→ **Request**
Copy every line of the material from its start through the line containing "72 0 292 200", inclusive. Multiply each bounding-box coordinate in the answers by 0.9 and round to whole numbers, rounding halves up, but leave all other text unchanged, including the sample coordinates in the format notes.

◆ ◆ ◆

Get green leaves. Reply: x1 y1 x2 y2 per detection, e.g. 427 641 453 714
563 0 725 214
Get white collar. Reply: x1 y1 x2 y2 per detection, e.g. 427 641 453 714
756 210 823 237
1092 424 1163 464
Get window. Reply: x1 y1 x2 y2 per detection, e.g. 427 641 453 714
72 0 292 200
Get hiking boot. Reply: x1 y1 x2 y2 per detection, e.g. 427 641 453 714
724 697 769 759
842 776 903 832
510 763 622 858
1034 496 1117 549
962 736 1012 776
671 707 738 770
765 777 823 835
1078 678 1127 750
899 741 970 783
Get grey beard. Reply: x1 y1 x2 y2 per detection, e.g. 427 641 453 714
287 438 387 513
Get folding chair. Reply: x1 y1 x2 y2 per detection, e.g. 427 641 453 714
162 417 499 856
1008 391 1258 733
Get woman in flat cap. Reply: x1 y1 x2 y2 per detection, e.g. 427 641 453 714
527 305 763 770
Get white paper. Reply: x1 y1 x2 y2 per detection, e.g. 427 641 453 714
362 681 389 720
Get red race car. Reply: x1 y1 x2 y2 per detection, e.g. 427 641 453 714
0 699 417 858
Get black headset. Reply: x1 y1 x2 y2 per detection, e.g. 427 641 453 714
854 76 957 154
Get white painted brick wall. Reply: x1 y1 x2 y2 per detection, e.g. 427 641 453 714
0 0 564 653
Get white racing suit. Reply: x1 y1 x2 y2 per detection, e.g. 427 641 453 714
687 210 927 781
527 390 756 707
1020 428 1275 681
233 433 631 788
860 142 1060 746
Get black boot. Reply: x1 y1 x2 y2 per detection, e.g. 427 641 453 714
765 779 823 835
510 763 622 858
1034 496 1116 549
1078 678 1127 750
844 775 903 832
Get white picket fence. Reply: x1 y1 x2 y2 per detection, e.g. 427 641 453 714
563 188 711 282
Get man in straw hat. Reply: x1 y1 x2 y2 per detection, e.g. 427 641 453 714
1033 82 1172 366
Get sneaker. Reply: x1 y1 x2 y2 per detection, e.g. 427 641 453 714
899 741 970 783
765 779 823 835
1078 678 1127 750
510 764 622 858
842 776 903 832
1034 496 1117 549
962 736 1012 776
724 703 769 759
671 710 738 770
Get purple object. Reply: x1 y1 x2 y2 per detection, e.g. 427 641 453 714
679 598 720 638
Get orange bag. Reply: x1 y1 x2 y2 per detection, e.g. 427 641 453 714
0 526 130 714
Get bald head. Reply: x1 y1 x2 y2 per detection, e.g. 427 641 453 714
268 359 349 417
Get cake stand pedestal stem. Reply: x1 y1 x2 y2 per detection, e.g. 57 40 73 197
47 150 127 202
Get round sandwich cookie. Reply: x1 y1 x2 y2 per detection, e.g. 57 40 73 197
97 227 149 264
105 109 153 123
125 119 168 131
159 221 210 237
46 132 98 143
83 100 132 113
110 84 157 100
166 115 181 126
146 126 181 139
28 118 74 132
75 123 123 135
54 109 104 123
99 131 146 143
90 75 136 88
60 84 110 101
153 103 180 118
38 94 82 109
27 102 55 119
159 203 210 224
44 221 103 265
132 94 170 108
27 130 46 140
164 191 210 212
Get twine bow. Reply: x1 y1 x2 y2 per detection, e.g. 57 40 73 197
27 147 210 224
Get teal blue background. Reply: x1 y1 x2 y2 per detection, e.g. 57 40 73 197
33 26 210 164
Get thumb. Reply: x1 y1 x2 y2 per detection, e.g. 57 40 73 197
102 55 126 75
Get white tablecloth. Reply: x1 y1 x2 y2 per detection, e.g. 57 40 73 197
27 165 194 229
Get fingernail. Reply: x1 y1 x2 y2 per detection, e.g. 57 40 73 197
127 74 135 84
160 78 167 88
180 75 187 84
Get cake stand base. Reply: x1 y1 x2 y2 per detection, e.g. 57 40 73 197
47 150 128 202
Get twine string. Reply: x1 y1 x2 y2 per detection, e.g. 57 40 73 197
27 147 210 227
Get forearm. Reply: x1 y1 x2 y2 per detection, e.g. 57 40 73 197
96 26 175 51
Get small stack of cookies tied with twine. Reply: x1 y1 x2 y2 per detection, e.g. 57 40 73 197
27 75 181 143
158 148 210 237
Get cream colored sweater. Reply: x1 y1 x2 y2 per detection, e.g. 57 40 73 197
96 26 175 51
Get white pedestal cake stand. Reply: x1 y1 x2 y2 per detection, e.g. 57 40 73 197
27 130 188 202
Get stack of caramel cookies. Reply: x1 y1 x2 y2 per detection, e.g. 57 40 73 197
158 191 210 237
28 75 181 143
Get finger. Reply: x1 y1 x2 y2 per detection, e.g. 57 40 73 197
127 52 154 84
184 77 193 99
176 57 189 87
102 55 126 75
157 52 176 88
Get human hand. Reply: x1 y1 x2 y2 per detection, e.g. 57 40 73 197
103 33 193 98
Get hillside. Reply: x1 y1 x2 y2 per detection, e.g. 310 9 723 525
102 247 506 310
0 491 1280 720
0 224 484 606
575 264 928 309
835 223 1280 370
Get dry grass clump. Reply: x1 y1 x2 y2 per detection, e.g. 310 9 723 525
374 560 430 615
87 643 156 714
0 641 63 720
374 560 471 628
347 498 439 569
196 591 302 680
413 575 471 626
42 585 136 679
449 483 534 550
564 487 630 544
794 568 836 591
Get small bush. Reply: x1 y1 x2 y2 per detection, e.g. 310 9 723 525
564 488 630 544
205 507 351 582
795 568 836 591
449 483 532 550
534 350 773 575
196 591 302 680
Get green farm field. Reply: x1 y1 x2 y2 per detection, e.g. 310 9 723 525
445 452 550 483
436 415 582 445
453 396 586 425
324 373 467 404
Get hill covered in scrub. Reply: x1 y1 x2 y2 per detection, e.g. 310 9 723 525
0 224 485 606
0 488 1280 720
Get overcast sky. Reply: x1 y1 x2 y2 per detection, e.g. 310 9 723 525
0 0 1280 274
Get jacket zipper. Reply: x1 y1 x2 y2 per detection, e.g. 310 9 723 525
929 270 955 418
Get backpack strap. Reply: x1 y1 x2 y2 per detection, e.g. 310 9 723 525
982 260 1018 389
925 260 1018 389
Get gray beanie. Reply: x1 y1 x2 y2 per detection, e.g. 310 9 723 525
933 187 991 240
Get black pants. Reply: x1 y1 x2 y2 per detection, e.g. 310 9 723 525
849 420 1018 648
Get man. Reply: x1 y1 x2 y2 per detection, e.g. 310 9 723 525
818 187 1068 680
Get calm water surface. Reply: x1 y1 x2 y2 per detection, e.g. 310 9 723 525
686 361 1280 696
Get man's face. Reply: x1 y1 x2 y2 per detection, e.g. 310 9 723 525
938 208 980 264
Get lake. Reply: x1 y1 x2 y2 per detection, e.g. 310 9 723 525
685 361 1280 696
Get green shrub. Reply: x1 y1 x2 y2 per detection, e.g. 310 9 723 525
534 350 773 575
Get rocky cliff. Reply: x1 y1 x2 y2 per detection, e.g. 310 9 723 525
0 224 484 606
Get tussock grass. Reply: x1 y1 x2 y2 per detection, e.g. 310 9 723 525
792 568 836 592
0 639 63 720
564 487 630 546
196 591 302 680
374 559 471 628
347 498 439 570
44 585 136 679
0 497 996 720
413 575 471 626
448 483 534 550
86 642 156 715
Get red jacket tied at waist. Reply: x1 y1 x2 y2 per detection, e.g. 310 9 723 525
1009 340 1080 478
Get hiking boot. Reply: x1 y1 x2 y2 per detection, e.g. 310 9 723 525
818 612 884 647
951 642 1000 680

◆ ◆ ◆

→ **Written answer**
Get green leaves. Reply: x1 y1 x2 y2 per detection, e.g. 427 641 453 714
507 0 653 193
Get white collar. Reply: x1 y1 x2 y2 per detection, e.g. 427 641 453 714
680 189 741 213
983 382 1047 418
Get window. Reply: x1 y1 x2 y2 per detection, e.g. 427 641 453 714
65 0 263 180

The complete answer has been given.